● **Task goal**
What is needed is a copy of each line in the listing that contains "positive".

● **Source data**
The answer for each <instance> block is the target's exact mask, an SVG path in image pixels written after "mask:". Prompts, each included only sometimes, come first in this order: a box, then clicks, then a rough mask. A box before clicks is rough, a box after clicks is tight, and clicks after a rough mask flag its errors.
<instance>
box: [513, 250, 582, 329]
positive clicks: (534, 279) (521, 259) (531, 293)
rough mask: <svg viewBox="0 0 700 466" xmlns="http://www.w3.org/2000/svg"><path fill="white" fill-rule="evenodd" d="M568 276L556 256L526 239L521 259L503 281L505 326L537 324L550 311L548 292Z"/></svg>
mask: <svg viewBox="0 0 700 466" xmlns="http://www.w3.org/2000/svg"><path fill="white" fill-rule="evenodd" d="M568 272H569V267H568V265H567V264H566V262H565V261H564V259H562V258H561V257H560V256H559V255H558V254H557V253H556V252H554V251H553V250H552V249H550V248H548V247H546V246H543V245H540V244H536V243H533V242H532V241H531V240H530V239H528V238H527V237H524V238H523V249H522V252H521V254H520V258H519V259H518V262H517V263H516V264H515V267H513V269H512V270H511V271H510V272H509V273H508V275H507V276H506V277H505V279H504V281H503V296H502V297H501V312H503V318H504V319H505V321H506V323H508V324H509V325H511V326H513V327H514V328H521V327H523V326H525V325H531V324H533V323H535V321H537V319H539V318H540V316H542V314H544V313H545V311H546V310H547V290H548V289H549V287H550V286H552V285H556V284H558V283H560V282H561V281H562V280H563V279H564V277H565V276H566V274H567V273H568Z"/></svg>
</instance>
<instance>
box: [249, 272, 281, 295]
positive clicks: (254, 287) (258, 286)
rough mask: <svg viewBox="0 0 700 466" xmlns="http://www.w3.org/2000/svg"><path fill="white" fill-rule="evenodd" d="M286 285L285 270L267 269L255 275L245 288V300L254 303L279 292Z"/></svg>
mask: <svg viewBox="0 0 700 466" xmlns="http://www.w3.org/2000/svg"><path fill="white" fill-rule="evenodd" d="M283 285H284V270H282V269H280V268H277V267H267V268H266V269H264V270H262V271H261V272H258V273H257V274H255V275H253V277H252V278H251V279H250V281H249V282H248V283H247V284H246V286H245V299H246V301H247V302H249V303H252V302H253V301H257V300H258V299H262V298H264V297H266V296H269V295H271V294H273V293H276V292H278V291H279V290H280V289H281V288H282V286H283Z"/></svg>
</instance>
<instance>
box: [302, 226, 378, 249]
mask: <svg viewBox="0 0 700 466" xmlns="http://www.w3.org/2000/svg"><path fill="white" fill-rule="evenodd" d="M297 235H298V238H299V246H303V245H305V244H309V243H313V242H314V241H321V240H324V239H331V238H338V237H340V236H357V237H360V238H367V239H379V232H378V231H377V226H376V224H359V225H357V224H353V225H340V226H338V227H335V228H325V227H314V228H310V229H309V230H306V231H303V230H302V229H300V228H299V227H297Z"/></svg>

● **Result of this task**
positive clicks: (534, 279) (521, 259) (531, 293)
positive clicks: (254, 287) (258, 286)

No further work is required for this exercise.